◆ Exercise brief ◆
If a picture appears in the records, leave it out and transcribe the rest exactly.

◆ Exercise data ◆
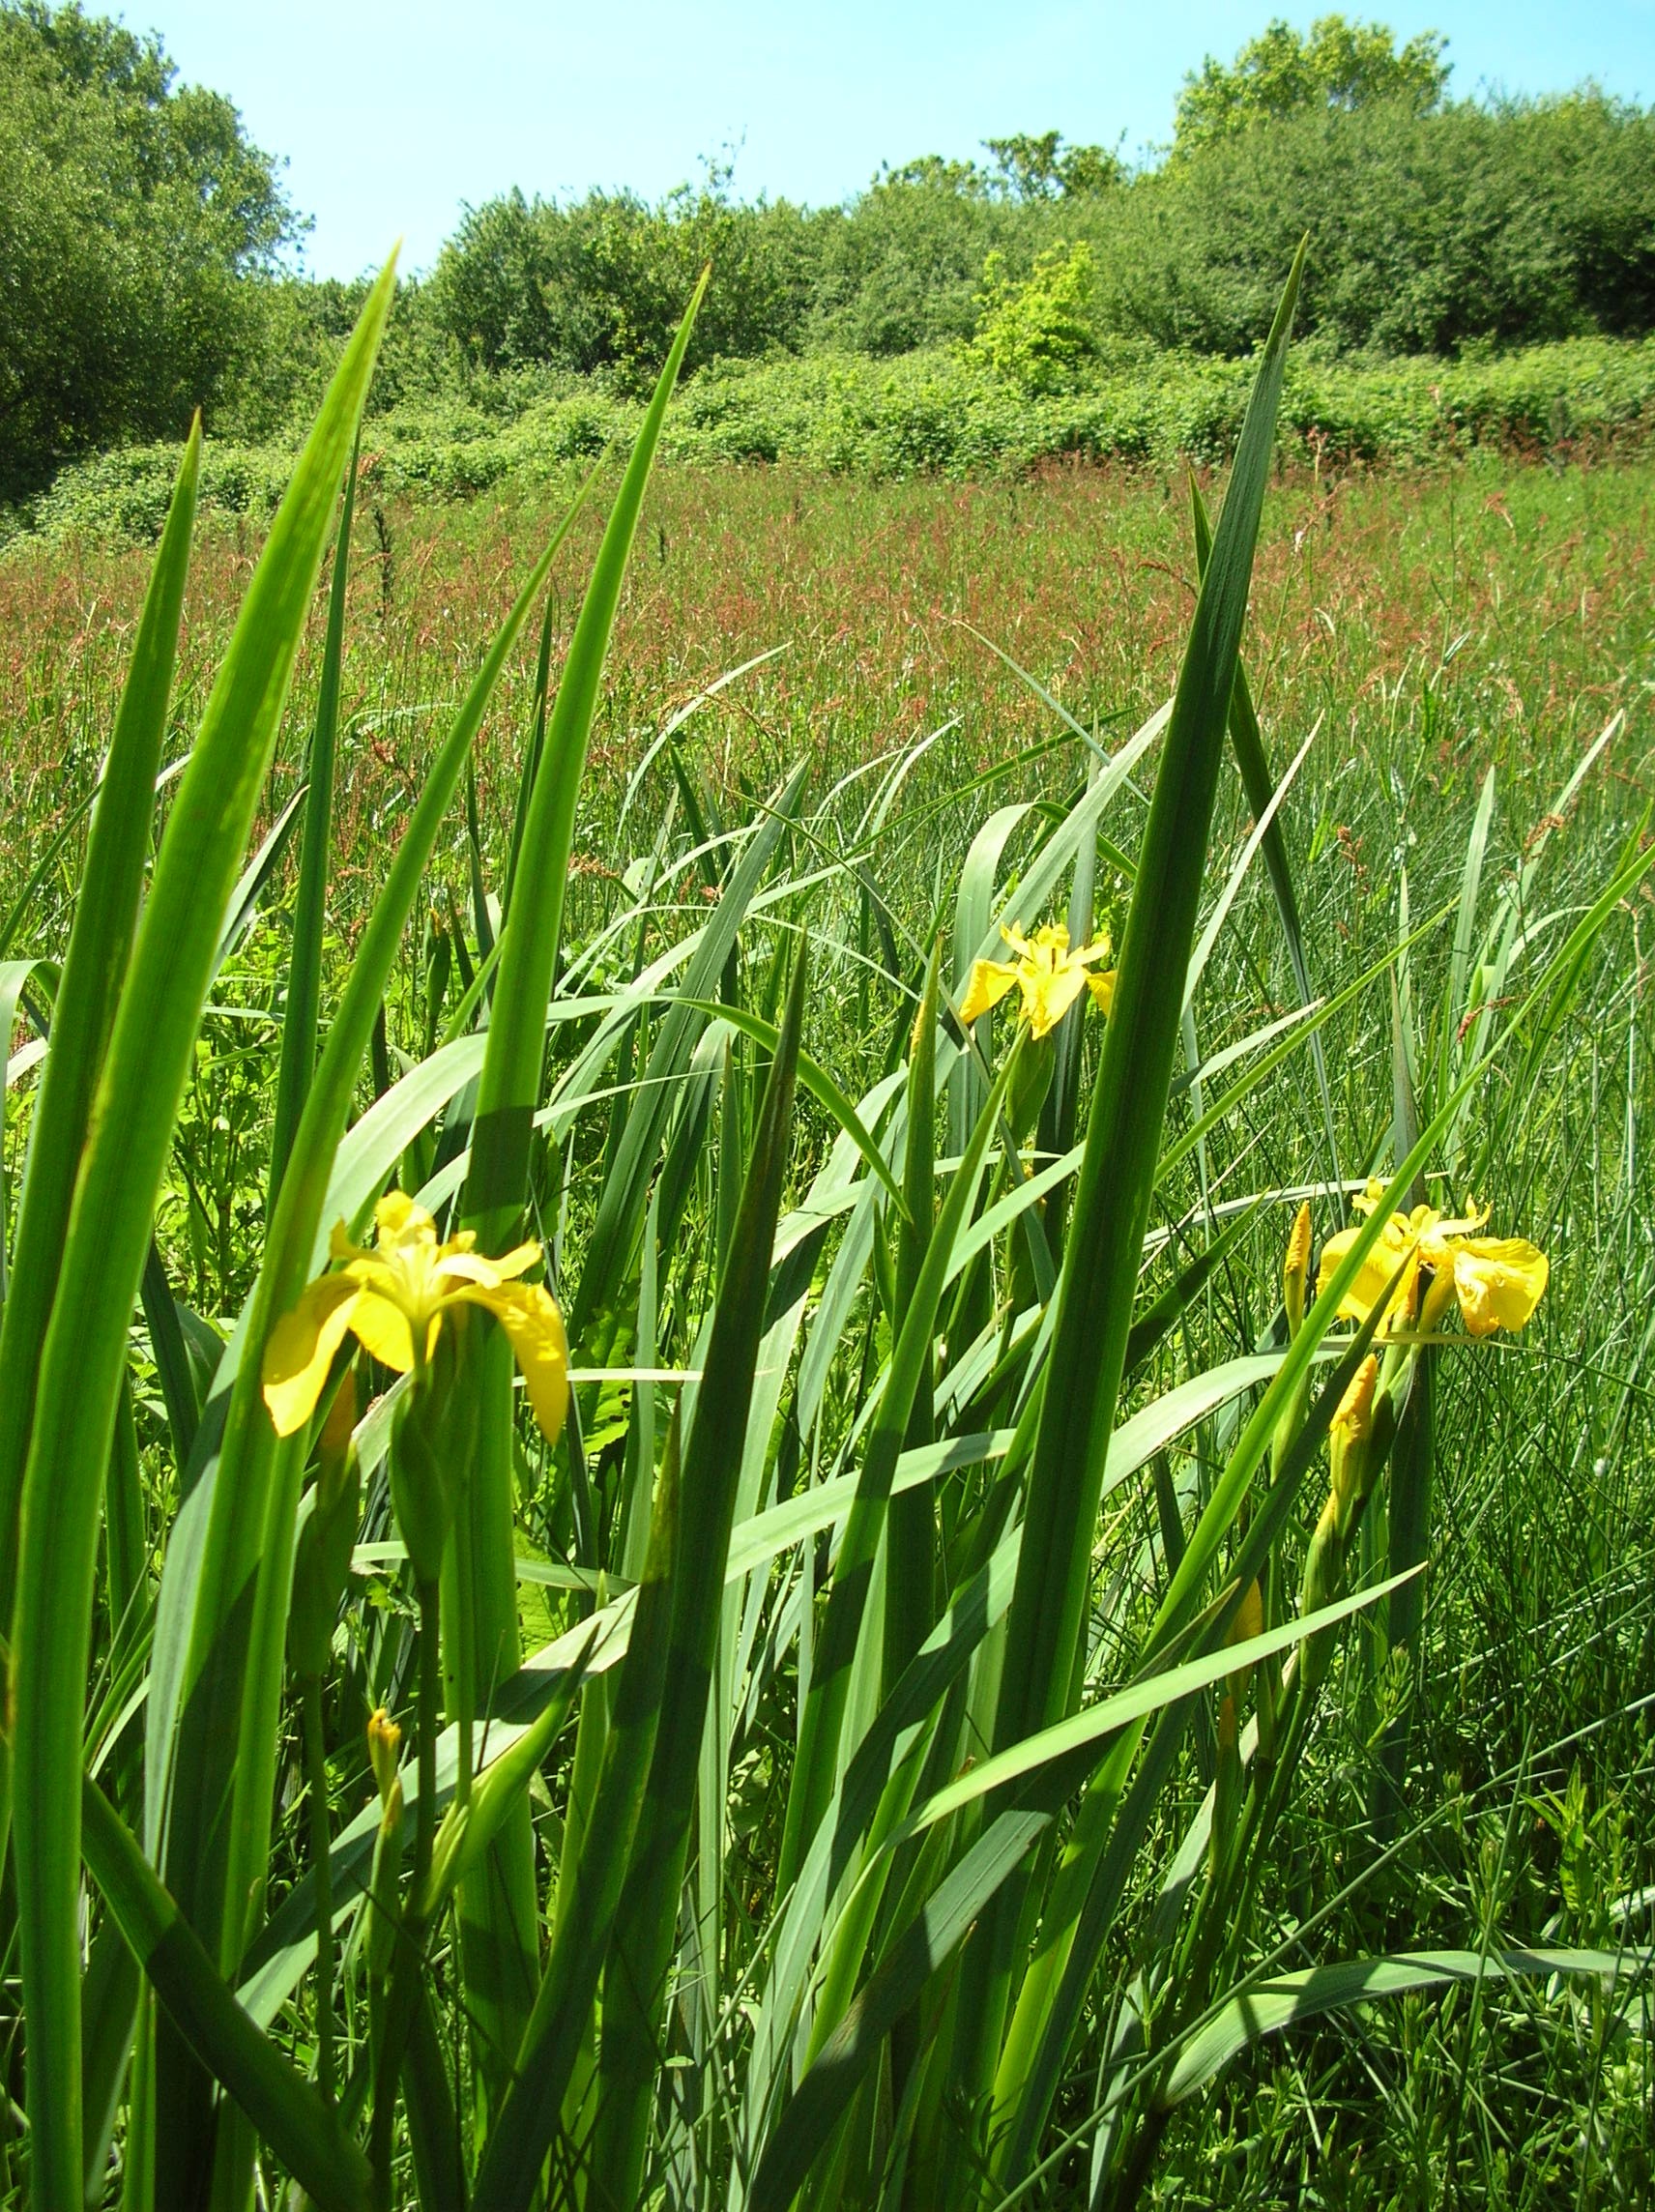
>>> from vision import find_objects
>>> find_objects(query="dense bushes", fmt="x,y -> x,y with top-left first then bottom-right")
394,89 -> 1655,398
1079,92 -> 1655,357
0,1 -> 297,500
22,333 -> 1652,542
425,177 -> 828,382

◆ Problem solution ◆
>>> from vision import find_objects
>>> find_objects(query="dense bushes", fmt="x,y -> x,y with top-left first then bottom-right")
394,89 -> 1655,398
1079,92 -> 1655,357
0,1 -> 297,500
22,333 -> 1652,542
425,177 -> 828,382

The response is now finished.